[Stored entries]
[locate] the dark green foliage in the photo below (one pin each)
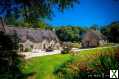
(32, 11)
(70, 33)
(9, 60)
(112, 32)
(65, 51)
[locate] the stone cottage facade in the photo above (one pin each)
(93, 38)
(35, 38)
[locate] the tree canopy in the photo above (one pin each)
(112, 32)
(70, 33)
(33, 10)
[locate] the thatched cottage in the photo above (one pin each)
(93, 38)
(35, 38)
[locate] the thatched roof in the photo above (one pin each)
(34, 35)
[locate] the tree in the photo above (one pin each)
(112, 32)
(70, 33)
(33, 10)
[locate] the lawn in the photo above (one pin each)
(46, 65)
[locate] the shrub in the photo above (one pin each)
(66, 51)
(9, 59)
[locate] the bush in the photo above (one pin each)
(9, 59)
(65, 51)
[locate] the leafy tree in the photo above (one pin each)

Description of the task: Would you copy out every entry above word for word, without the pictures?

Task solution:
[locate] the dark green foliage in the photo below (one pin each)
(32, 11)
(70, 33)
(9, 60)
(112, 32)
(65, 51)
[locate] the stone cottage facade in the photo above (one pin each)
(93, 38)
(35, 38)
[locate] the tree canopy in the photo above (one pin each)
(112, 32)
(70, 33)
(33, 10)
[locate] the thatched cottage in the photo above (one pin each)
(93, 38)
(35, 38)
[locate] the thatched roof in the photo above (one pin each)
(34, 35)
[locate] the tree in the photo above (one pin each)
(112, 32)
(70, 33)
(33, 10)
[locate] the lawn in the photo above (one pin each)
(46, 65)
[locate] the shrub in the photo above (one pin each)
(66, 51)
(9, 59)
[locate] the bush in the photo above (one pin each)
(9, 59)
(65, 51)
[locate] the leafy tree in the photo above (one pin each)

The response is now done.